— What needs to be done —
Rewrite all of the records below, substituting "mark" for each occurrence of "point out" and keeping every other part the same.

— Information supplied —
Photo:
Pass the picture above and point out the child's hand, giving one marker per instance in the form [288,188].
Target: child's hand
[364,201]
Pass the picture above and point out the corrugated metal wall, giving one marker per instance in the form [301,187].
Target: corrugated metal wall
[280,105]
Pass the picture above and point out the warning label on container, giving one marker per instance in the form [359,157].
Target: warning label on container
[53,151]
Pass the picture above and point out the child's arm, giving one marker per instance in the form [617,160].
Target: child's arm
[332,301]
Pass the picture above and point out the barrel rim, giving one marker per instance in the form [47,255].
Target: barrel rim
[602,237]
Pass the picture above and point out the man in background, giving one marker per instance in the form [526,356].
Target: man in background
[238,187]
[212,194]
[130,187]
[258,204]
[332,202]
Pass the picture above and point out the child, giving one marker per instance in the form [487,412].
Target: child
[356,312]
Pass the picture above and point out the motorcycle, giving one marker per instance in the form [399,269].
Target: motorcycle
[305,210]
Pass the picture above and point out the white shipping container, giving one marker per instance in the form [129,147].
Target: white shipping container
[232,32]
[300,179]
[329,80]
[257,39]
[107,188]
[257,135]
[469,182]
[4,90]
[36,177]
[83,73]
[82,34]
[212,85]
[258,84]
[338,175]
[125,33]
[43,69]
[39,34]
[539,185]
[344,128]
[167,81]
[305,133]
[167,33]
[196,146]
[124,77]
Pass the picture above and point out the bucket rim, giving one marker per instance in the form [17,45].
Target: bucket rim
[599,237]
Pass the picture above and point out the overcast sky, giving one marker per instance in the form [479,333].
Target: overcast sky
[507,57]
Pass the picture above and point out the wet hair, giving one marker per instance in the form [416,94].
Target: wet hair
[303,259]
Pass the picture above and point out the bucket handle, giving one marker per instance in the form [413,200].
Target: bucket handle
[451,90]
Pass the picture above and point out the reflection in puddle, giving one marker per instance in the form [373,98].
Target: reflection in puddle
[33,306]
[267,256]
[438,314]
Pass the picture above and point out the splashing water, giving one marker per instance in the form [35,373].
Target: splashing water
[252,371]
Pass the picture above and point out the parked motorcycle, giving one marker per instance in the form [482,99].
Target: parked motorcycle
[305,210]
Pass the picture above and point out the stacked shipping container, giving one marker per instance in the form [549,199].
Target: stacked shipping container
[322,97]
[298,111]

— Written solution —
Photo:
Pass the picture above and mark the child's hand, giving one marker per instance in the form [288,188].
Target: child's hand
[364,201]
Pass the picture above and mark the corrugated metal wall, giving one marker per instance in the form [301,187].
Target: corrugated metal wall
[280,105]
Pass the picture above and mark the warning label on container, giving one marker per instance in the form [359,157].
Target: warning label on container
[53,151]
Pass the picture above and mark the child's arm, giving one marker per instance in the form [617,160].
Target: child's arm
[332,301]
Pass the picture above and mark the barrel rim, giving one marker per instance in the form [47,255].
Target: barrel rim
[602,237]
Pass the picture above and mark the man in background, giving one marker per instance in the form [526,356].
Target: man in background
[238,187]
[212,194]
[130,187]
[258,204]
[332,202]
Pass the picture above and mark the child, giving one marker per instance in the form [487,412].
Target: child
[356,312]
Pass the picture above and mark the motorcycle, giving one marker per instance in the form [399,269].
Target: motorcycle
[305,210]
Pass the picture above and mark the white shipping container, giving one marker per instance in the form [129,147].
Target: white shipping container
[232,32]
[300,179]
[329,80]
[257,39]
[107,188]
[257,135]
[469,182]
[4,90]
[36,177]
[83,73]
[82,34]
[212,85]
[258,84]
[338,175]
[125,33]
[43,69]
[39,34]
[539,185]
[344,128]
[167,81]
[305,133]
[167,33]
[196,146]
[124,77]
Pass the picture above and mark the bucket rim, giving one marker per instance in the form [17,45].
Target: bucket rim
[599,237]
Pass the picture above and mark the overcast sky, giving one marker per instance in the form [479,333].
Target: overcast sky
[507,57]
Pass the picture above and mark the wet hair, giving one marker per instance in the form [416,94].
Target: wet hair
[303,259]
Pass the picture above and mark the bucket handle, giving one marker per instance in the form [413,200].
Target: bucket handle
[451,90]
Pass the picture above and mark the reflection in puddle, giving one marker per instance in the form [373,98].
Target: reflection in puddle
[33,306]
[267,256]
[438,314]
Pass the picture above and mark the splashing water, giving one marker per instance in the form [35,373].
Target: splashing water
[252,371]
Pass the picture above and mark the parked motorcycle, giving one marker per instance in the form [482,99].
Target: parked motorcycle
[305,210]
Pass the picture above and mark the stacked shipping container, giving one marker per instance in the form [549,199].
Target: stacked shipping container
[322,97]
[298,111]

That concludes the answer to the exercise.